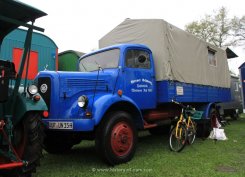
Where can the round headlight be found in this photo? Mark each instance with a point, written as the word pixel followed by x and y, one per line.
pixel 44 88
pixel 82 101
pixel 32 89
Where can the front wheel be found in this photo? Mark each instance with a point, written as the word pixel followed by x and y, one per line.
pixel 177 139
pixel 116 138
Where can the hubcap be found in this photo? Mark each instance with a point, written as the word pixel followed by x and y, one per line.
pixel 121 139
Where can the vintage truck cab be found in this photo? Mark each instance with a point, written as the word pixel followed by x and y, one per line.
pixel 113 94
pixel 117 81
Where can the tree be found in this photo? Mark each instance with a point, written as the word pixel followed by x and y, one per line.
pixel 238 26
pixel 218 29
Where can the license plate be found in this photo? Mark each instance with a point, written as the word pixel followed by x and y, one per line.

- - - - - - -

Reproduce all of the material above, swapping "photo" for "image" everywhere and keeping everything else the same. Leave the pictures out of your answer.

Where can the round headlight be found in this image? Mark each instance with a point, written as the word pixel followed by x and y, one per line.
pixel 44 88
pixel 82 101
pixel 32 89
Where can the front wheel be found in this image? Mark each instance with a point, written as the word pixel followed by x and y, one per line.
pixel 177 139
pixel 116 138
Where can the hubcap be found in this image? Mark each instance with a point, written as the word pixel followed by x and y, one per line.
pixel 121 139
Where can the vintage truck cab be found in this image? Mark each instance with a point, written as the word pixel followed by x and y, one per line.
pixel 113 94
pixel 117 81
Where can the tree be found in this image? Mark each instance with a point, written as the word pixel followed by x and y, one per line.
pixel 238 26
pixel 218 29
Where can the license plate be found in this image? Mark each instance with a point, written as the word pixel followed by x and y, one per line.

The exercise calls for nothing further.